Free-text object descriptions

== Segment start ==

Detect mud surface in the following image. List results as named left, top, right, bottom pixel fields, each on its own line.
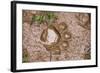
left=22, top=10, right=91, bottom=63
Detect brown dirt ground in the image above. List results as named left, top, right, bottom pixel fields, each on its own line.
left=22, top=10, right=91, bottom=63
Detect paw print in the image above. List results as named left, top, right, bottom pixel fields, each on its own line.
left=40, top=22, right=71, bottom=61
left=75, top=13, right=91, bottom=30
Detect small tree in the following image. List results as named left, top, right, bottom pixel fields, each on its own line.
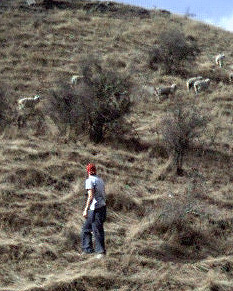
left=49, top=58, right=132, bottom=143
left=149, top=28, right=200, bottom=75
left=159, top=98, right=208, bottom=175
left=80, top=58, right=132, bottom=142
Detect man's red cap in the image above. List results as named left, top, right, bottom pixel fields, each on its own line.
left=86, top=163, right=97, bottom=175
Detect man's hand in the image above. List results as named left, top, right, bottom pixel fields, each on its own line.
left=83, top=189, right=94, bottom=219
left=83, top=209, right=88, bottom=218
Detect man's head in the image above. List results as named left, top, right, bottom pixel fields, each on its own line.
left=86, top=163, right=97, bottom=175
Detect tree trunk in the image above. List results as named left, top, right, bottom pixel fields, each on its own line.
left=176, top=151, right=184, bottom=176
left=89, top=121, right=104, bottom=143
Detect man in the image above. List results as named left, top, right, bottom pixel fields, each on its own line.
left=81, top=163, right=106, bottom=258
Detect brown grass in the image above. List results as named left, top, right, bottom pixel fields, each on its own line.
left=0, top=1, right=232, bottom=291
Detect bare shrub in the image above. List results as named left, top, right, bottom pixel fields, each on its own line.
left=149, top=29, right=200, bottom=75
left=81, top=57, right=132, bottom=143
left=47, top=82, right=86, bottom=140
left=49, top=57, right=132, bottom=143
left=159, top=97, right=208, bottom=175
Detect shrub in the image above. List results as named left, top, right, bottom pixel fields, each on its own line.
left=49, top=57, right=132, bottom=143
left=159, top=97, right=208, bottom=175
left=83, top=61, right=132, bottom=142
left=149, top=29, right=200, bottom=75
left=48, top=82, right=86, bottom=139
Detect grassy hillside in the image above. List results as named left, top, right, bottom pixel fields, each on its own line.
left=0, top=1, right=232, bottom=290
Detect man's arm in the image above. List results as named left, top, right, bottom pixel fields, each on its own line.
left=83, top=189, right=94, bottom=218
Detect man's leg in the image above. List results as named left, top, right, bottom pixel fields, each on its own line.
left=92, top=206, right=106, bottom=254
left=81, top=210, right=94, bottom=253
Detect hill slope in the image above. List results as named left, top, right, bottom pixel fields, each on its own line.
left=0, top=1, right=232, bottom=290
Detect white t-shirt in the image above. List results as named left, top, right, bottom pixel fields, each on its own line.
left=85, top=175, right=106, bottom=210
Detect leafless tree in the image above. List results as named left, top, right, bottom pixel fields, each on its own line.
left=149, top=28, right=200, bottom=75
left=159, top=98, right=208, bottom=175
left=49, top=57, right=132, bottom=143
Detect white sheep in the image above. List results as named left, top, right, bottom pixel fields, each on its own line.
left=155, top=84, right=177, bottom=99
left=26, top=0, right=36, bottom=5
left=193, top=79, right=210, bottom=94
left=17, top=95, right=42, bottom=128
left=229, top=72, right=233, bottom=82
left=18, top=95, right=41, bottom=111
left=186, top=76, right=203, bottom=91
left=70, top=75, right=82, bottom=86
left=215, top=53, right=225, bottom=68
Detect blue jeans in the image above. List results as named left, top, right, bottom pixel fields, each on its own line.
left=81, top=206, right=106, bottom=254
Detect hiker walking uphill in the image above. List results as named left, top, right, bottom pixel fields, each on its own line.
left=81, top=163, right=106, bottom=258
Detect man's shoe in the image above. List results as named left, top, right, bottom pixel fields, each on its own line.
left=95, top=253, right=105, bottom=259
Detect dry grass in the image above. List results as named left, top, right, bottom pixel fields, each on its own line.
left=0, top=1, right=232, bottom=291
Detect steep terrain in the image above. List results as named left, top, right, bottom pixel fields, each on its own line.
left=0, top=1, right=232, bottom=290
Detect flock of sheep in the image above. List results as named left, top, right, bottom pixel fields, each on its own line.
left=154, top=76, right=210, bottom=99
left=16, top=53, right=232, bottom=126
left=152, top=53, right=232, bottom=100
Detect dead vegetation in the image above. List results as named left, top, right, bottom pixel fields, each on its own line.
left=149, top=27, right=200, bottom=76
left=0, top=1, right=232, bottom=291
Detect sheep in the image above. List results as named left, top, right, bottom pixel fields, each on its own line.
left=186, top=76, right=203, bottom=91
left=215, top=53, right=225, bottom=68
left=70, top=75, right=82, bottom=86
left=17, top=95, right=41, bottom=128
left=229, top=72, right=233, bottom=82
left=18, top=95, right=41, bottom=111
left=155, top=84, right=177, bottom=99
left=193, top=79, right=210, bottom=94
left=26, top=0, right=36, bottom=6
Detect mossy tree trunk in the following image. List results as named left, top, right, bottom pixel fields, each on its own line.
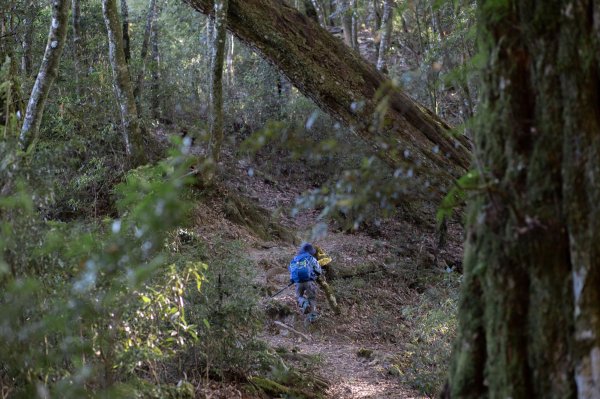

== Segment end ==

From first line to last, return the records verbatim without their pictures.

Answer to this problem:
Detect mud surface in the following image. List results as named left, top, right, bottom pixel fields, each on its own line.
left=22, top=10, right=91, bottom=63
Detect brown dirt ground in the image above. List results as named left, top, right, bottom pixel fields, each on its own line.
left=22, top=10, right=91, bottom=63
Detect paw print in the image above. List results as named left, top, right, bottom pixel fields, each on its own line.
left=40, top=22, right=71, bottom=61
left=75, top=13, right=91, bottom=30
Detect small tree in the following image. List results as named left, top, right, bottom pixel fields, each on its own line.
left=49, top=58, right=132, bottom=143
left=149, top=28, right=200, bottom=75
left=159, top=98, right=208, bottom=175
left=80, top=58, right=132, bottom=142
Detect man's red cap in the image above. List results as named left, top, right, bottom pixel fields, each on its own line.
left=86, top=163, right=97, bottom=175
Detect man's hand in the image above. List results as named left, top, right, bottom pixel fields, each on its own line.
left=83, top=189, right=94, bottom=219
left=83, top=209, right=88, bottom=218
Detect man's head in the image above. List results as named left, top, right, bottom pixel fields, each on its own line.
left=86, top=163, right=97, bottom=175
Detect tree trunk in the image above. List results as named left, top, right, bottom pixel fields, each on its own line.
left=176, top=151, right=184, bottom=176
left=89, top=121, right=104, bottom=143
Detect man in the image above. List results as named left, top, right, bottom pixel fields, each on its own line.
left=81, top=163, right=106, bottom=258
Detect brown grass in the image above. List results as named left, top, right, bottom pixel fields, each on its own line.
left=0, top=1, right=232, bottom=291
Detect bare shrub in the image above. List results as named left, top, right, bottom pixel fields, each on its own line.
left=149, top=29, right=200, bottom=75
left=81, top=57, right=132, bottom=143
left=47, top=82, right=86, bottom=140
left=49, top=57, right=132, bottom=143
left=159, top=97, right=208, bottom=175
Detect shrub in the image above. List results as named left, top, right, bottom pixel fields, each on its own line.
left=49, top=57, right=132, bottom=143
left=159, top=97, right=208, bottom=175
left=83, top=61, right=132, bottom=142
left=149, top=29, right=200, bottom=75
left=48, top=82, right=86, bottom=139
Detect grassy hillside in the image above. List results as named left, top, right, bottom pixel fields, each on its own line.
left=0, top=1, right=232, bottom=290
Detect man's arm in the image above. List results as named left, top, right, bottom pixel fields, each on its own line.
left=83, top=189, right=94, bottom=218
Detect man's leg in the image above. List results as named left, top, right, bottom pixel fields, each on its own line.
left=92, top=206, right=106, bottom=254
left=81, top=210, right=94, bottom=253
Detect hill slope in the image above. List results as named left, top, right, bottom pixel fields, each on its own line.
left=0, top=1, right=232, bottom=290
Detect white t-shirt in the image above. List results as named left, top, right, bottom pixel fields, each on its own line.
left=85, top=175, right=106, bottom=210
Detect leafless tree in the image above. List results as named left, top, right, bottom pixel fields, each on its own line.
left=149, top=28, right=200, bottom=75
left=159, top=98, right=208, bottom=175
left=49, top=57, right=132, bottom=143
Detect white sheep in the image above. List results as named left, top, right, bottom pixel fields, each on its own line.
left=155, top=84, right=177, bottom=99
left=26, top=0, right=36, bottom=5
left=193, top=79, right=210, bottom=94
left=17, top=95, right=42, bottom=128
left=229, top=72, right=233, bottom=82
left=18, top=95, right=41, bottom=111
left=186, top=76, right=203, bottom=91
left=70, top=75, right=82, bottom=86
left=215, top=53, right=225, bottom=68
Detect blue jeans in the image above. List results as named left, top, right, bottom pixel fields, each on its own line.
left=81, top=206, right=106, bottom=254
Detect hiker walking uphill in the image above. List results as named left, top, right, bottom pixel fields, each on its own line.
left=81, top=163, right=106, bottom=258
Detect man's shoe in the image above. List results as named left, top, right, bottom pixel fields, each on its own line.
left=95, top=253, right=105, bottom=259
Detect dry grass in the image above. List results as named left, top, right, bottom pixel fields, each on its own line.
left=0, top=1, right=232, bottom=291
Detect steep terrain in the image above. List results as named left, top, right, bottom pixel fields, each on its own line.
left=0, top=1, right=232, bottom=290
Detect flock of sheep in the image above. List results as named left, top, right, bottom pixel fields, each on its own line.
left=154, top=76, right=210, bottom=99
left=16, top=53, right=232, bottom=126
left=152, top=53, right=232, bottom=100
Detect dead vegetation in the image above. List results as named left, top, right, bottom pixel fields, each on its own line.
left=149, top=27, right=200, bottom=76
left=0, top=1, right=232, bottom=291
Detect sheep in the image above. List results as named left, top, right, bottom pixel fields, each on its own line.
left=186, top=76, right=203, bottom=91
left=215, top=53, right=225, bottom=68
left=70, top=75, right=82, bottom=86
left=17, top=95, right=41, bottom=128
left=229, top=72, right=233, bottom=82
left=18, top=95, right=41, bottom=111
left=155, top=84, right=177, bottom=99
left=193, top=79, right=210, bottom=94
left=26, top=0, right=36, bottom=6
Detect mossy tree trunk in the following image. List results as named left, top, right, bottom pixel fields, each on its own line.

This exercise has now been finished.